# SuperCo Bikes



## viciousdher (Dec 22, 2006)

For those of You who have been waiting, the secret is now out:

Introducing SuperCo Bikes




























more info and pics here

https://www.littermag.com/techno/superco/menu.php


----------



## joelalamo45 (Aug 3, 2006)

I want one... those top tubes are so fricken low. No foot cans would be super easy on those.


----------



## #1ORBUST (Sep 13, 2005)

I thought this was an awesome quote on there site.

"A blend of MTB and BMX. If combined with skin tight black jeans and a chain wallet, the 20 inchers might accept you" Haha...So true!! 

Looks good for sure...


----------



## njhcx4xlife (Jan 9, 2006)

I think I may have just popped a chubby at my desk. Those things are sick... simple but sick. It doesn't say anywhere but I'm guessing (hoping) they are steel right?


----------



## #1ORBUST (Sep 13, 2005)

Yah man chromo...looks way to skinny to be alum.

One looks like it's rocking 24's prob. jumps like a dream...


----------



## njhcx4xlife (Jan 9, 2006)

I thought it was chromo too but wasn't sure if anyone knew for sure. And you are correct, the caption for the white one said its 24's. I'm still not sold on 24's though... real men ride 26s.


----------



## joelalamo45 (Aug 3, 2006)

I'm as hard as a diamond in an ice storm.


----------



## DHidiot (Aug 5, 2004)

Excuse me, but this is the "Downhill - Freeride" forum. There is NO place for bikes of such short travel here. I hope you will remember this and know better in the future.












Slick-ass frames by the way....


----------



## joelalamo45 (Aug 3, 2006)

4" travel bike... hardtail of course.... isn't this freeriding?


----------



## sikocycles (Oct 10, 2005)

I am pretty sure there will be a 24" and 26" version of the frame. Stayed tuned. It is cromo.

+---+

Task set:
• 1. Reproduce, word for word, the stretch of the SuperCo Bikes thread from "I want one..." through "on there site.".
• 2. List every distinct username that posts in the SuperCo Bikes thread.
• 3. In the SuperCo Bikes thread, what wheel size did the caption for the white bike give?
The material after this point is separate from the SuperCo Bikes thread.

Data entries:

+---+

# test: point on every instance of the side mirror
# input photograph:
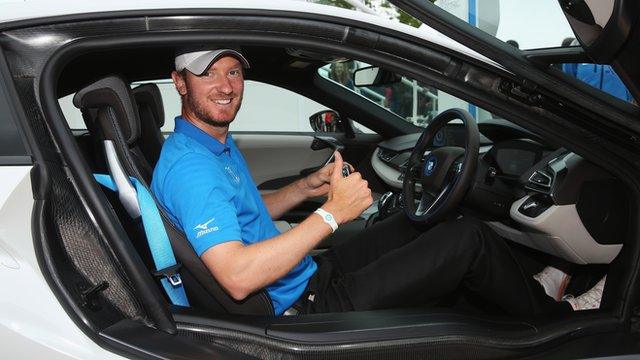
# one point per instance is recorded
(374, 76)
(602, 27)
(326, 121)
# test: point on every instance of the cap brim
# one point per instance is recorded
(199, 65)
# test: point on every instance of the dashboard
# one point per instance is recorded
(546, 198)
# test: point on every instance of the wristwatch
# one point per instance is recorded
(328, 218)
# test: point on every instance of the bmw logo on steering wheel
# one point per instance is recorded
(430, 165)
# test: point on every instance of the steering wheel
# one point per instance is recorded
(444, 174)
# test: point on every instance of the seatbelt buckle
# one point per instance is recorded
(171, 273)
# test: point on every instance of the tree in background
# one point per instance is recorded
(381, 7)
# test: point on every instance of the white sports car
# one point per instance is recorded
(85, 89)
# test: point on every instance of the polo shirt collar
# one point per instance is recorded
(212, 144)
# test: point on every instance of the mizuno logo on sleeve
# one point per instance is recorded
(204, 228)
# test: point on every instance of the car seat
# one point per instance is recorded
(151, 111)
(112, 117)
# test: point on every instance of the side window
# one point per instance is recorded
(11, 145)
(601, 77)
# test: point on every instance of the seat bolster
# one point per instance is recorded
(150, 94)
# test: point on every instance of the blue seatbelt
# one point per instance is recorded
(157, 238)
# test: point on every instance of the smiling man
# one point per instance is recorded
(203, 182)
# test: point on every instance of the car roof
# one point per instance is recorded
(33, 10)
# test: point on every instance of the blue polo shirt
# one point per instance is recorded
(207, 189)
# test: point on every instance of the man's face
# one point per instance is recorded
(214, 97)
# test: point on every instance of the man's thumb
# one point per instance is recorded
(337, 166)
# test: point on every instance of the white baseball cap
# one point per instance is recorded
(197, 62)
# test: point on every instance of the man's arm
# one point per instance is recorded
(290, 196)
(243, 269)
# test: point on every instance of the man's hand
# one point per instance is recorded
(348, 197)
(317, 184)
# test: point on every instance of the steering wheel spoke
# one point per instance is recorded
(438, 179)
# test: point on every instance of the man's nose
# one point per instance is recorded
(224, 85)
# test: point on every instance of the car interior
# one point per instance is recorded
(553, 206)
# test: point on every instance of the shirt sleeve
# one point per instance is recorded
(201, 197)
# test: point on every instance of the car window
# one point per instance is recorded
(525, 24)
(11, 144)
(601, 77)
(414, 102)
(264, 107)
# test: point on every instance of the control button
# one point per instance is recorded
(540, 178)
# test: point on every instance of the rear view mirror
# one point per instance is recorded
(326, 121)
(601, 26)
(374, 76)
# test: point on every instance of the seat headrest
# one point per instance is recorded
(112, 92)
(149, 95)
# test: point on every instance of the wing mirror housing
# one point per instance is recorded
(602, 27)
(326, 121)
(374, 76)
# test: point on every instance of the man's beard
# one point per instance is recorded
(201, 113)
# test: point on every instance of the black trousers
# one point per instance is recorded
(395, 264)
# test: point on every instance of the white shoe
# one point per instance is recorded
(554, 281)
(589, 300)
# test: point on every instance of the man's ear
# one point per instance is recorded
(180, 82)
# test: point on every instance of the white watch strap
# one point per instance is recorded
(328, 218)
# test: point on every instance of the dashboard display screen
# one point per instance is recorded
(515, 161)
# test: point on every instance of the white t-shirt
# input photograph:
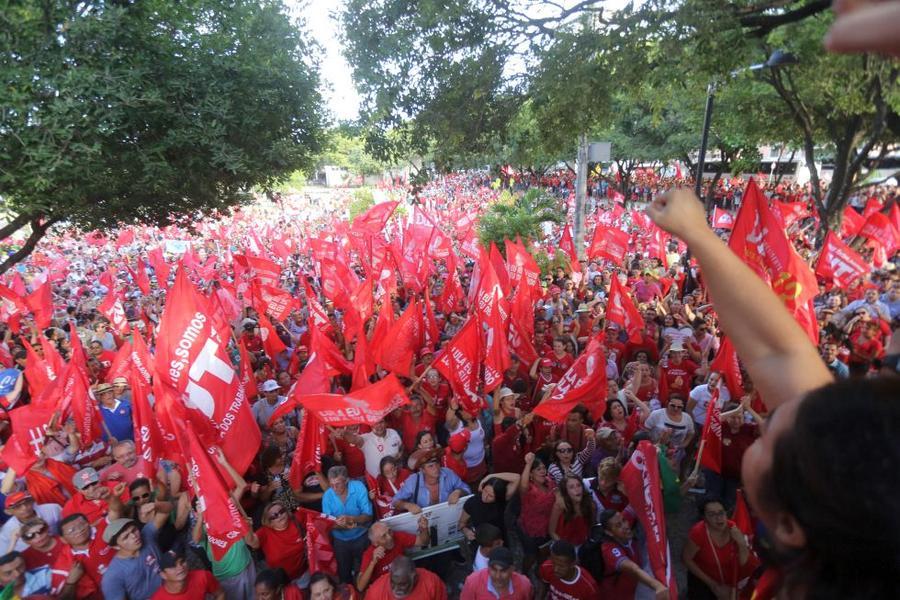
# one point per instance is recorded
(375, 448)
(659, 420)
(701, 395)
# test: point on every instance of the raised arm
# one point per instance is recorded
(782, 361)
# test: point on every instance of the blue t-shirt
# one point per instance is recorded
(118, 421)
(357, 504)
(134, 578)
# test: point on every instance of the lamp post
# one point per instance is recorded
(778, 58)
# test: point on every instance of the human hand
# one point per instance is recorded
(678, 212)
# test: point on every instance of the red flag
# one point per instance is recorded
(225, 524)
(396, 352)
(584, 383)
(643, 489)
(147, 435)
(191, 357)
(840, 263)
(319, 551)
(759, 240)
(610, 243)
(726, 363)
(29, 426)
(112, 309)
(622, 311)
(311, 444)
(367, 405)
(722, 219)
(40, 303)
(711, 437)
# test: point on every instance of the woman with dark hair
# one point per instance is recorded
(716, 555)
(621, 561)
(828, 452)
(572, 513)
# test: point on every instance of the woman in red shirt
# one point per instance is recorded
(716, 555)
(281, 540)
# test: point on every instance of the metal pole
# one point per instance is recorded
(701, 160)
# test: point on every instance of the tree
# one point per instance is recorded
(149, 111)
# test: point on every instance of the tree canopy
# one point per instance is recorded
(149, 111)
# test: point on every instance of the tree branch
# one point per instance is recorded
(38, 230)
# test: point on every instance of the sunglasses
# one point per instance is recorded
(33, 534)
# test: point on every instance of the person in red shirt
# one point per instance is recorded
(281, 540)
(564, 579)
(181, 584)
(408, 582)
(716, 554)
(677, 375)
(386, 545)
(621, 561)
(81, 566)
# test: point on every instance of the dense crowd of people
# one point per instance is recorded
(543, 511)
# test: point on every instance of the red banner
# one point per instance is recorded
(642, 486)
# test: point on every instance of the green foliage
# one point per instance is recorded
(150, 111)
(363, 199)
(514, 215)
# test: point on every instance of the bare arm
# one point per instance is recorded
(779, 357)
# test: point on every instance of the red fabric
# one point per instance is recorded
(284, 549)
(199, 584)
(581, 586)
(643, 488)
(584, 383)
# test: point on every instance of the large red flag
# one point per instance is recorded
(840, 263)
(726, 363)
(148, 436)
(225, 523)
(396, 351)
(584, 383)
(622, 311)
(644, 491)
(366, 405)
(311, 444)
(191, 357)
(460, 363)
(711, 437)
(759, 240)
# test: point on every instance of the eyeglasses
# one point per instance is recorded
(33, 534)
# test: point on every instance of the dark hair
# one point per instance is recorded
(487, 533)
(825, 477)
(563, 548)
(273, 579)
(139, 482)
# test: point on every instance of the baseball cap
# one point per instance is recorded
(17, 498)
(114, 528)
(501, 557)
(270, 385)
(85, 477)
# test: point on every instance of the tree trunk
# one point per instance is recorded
(580, 193)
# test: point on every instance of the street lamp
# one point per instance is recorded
(779, 58)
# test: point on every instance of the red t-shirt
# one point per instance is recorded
(616, 585)
(580, 587)
(199, 584)
(731, 571)
(402, 542)
(284, 549)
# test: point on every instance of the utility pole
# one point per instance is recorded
(581, 159)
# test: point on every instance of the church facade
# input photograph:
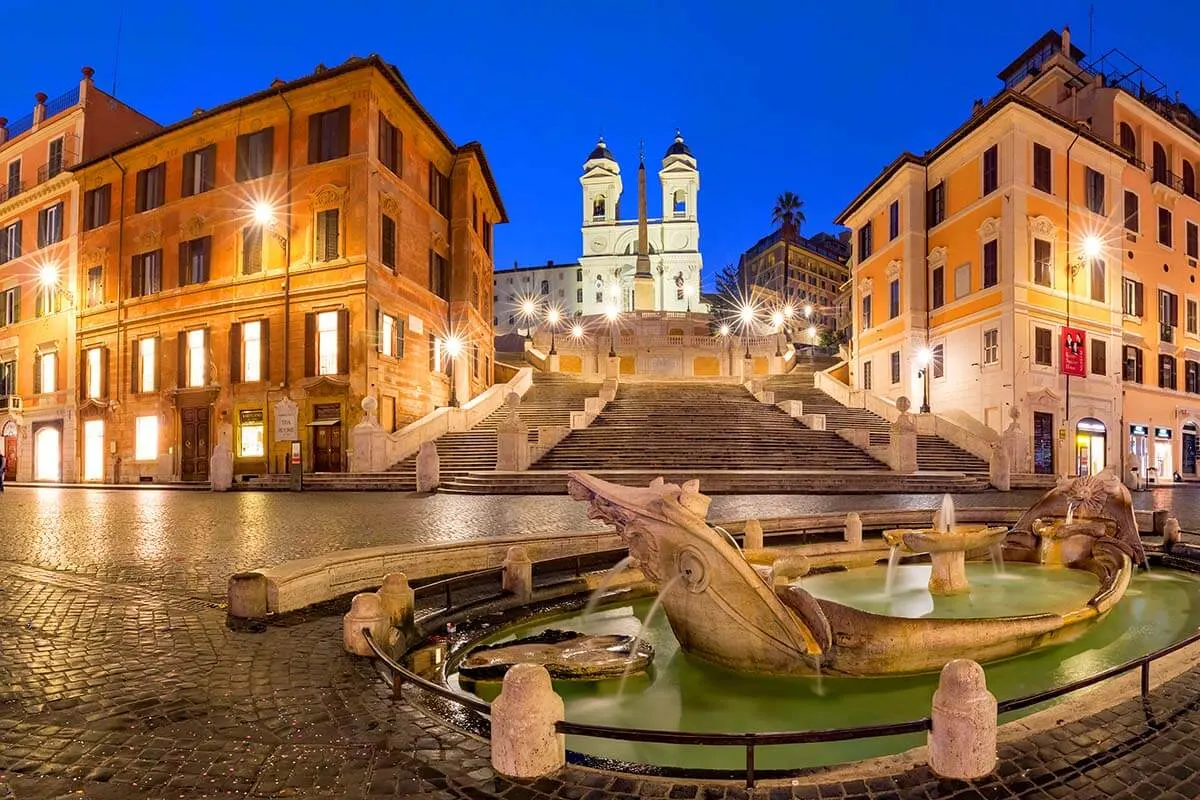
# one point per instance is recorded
(605, 274)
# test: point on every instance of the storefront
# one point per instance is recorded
(1091, 444)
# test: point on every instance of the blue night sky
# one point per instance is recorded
(809, 96)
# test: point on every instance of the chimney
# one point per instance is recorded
(85, 84)
(40, 108)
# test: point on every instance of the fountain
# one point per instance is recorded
(947, 546)
(723, 611)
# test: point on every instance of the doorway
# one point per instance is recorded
(1091, 440)
(10, 450)
(48, 453)
(193, 444)
(1189, 447)
(1043, 443)
(94, 450)
(327, 438)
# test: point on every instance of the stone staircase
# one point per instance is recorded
(550, 401)
(699, 427)
(933, 453)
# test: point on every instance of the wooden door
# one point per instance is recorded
(193, 446)
(327, 449)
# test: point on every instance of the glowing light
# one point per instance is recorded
(264, 214)
(48, 275)
(454, 346)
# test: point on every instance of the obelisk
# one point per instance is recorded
(643, 281)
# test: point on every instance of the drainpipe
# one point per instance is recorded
(120, 271)
(1071, 277)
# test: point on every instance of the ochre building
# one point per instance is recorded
(1042, 258)
(252, 272)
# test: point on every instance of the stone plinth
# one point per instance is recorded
(519, 572)
(396, 601)
(853, 530)
(753, 535)
(523, 717)
(963, 740)
(429, 467)
(366, 612)
(221, 468)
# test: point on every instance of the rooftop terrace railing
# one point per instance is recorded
(750, 741)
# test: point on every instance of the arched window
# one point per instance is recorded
(1127, 138)
(1159, 163)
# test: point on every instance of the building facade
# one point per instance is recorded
(40, 208)
(1042, 258)
(801, 272)
(252, 272)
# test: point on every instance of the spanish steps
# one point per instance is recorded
(933, 452)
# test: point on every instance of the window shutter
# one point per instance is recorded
(313, 138)
(235, 353)
(181, 364)
(241, 170)
(210, 167)
(264, 334)
(343, 342)
(189, 174)
(310, 344)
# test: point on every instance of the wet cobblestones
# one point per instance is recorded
(120, 679)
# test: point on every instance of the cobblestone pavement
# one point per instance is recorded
(120, 679)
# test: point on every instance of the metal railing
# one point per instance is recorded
(750, 740)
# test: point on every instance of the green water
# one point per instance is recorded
(684, 693)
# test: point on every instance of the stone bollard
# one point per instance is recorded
(523, 716)
(519, 572)
(853, 529)
(429, 467)
(396, 600)
(751, 539)
(963, 740)
(366, 612)
(247, 595)
(1171, 535)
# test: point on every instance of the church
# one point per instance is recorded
(631, 264)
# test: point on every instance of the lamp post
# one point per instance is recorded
(552, 317)
(612, 314)
(924, 360)
(453, 347)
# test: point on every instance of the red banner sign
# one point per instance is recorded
(1074, 353)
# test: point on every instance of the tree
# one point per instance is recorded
(789, 214)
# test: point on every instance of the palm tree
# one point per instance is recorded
(789, 214)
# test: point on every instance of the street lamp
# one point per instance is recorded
(453, 347)
(612, 314)
(924, 360)
(552, 317)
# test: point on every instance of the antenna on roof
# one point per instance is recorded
(117, 53)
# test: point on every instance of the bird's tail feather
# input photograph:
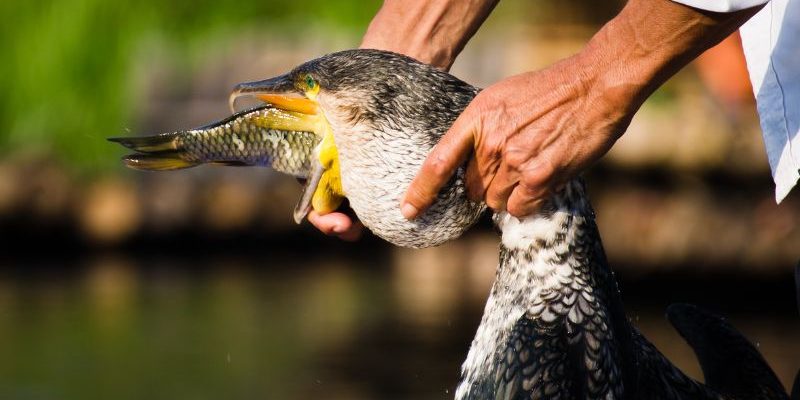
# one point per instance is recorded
(796, 385)
(731, 364)
(155, 153)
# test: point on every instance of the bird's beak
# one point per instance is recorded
(278, 91)
(322, 190)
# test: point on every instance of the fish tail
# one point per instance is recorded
(166, 142)
(155, 153)
(156, 162)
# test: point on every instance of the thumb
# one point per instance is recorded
(451, 151)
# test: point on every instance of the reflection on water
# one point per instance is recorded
(393, 325)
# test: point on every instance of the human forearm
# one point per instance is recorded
(433, 32)
(647, 43)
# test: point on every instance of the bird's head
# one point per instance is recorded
(379, 115)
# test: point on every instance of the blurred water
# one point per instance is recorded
(290, 323)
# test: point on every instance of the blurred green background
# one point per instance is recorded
(196, 284)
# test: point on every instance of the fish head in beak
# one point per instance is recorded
(295, 94)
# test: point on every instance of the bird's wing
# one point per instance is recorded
(731, 365)
(557, 360)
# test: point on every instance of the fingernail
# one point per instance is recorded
(408, 211)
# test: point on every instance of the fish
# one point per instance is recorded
(246, 138)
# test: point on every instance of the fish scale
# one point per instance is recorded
(242, 139)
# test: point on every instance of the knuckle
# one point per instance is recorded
(439, 166)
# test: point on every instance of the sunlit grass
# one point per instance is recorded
(69, 64)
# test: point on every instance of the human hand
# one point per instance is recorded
(531, 133)
(527, 135)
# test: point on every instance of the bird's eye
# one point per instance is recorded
(310, 82)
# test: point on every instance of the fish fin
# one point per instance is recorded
(731, 364)
(150, 144)
(156, 162)
(230, 163)
(309, 188)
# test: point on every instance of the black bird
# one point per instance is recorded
(554, 326)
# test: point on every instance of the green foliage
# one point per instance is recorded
(68, 65)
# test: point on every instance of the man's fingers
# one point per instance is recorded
(524, 201)
(534, 188)
(476, 188)
(447, 155)
(501, 187)
(337, 224)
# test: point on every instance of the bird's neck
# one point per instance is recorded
(552, 269)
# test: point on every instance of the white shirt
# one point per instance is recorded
(771, 41)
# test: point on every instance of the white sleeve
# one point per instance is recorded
(771, 41)
(721, 5)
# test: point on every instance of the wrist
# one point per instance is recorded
(648, 42)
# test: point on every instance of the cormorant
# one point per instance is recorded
(554, 325)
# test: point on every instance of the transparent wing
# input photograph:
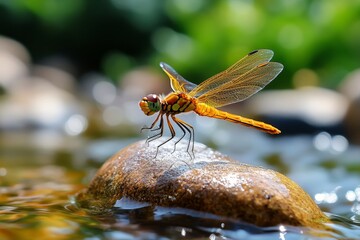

+---+

Responses in order:
• 1.
I want one... those top tubes are so fricken low. No foot cans would be super easy on those.


----------



## #1ORBUST (Sep 13, 2005)

I thought this was an awesome quote on there site.

• 2. viciousdher, joelalamo45, #1ORBUST, njhcx4xlife, DHidiot, sikocycles

• 3. 24's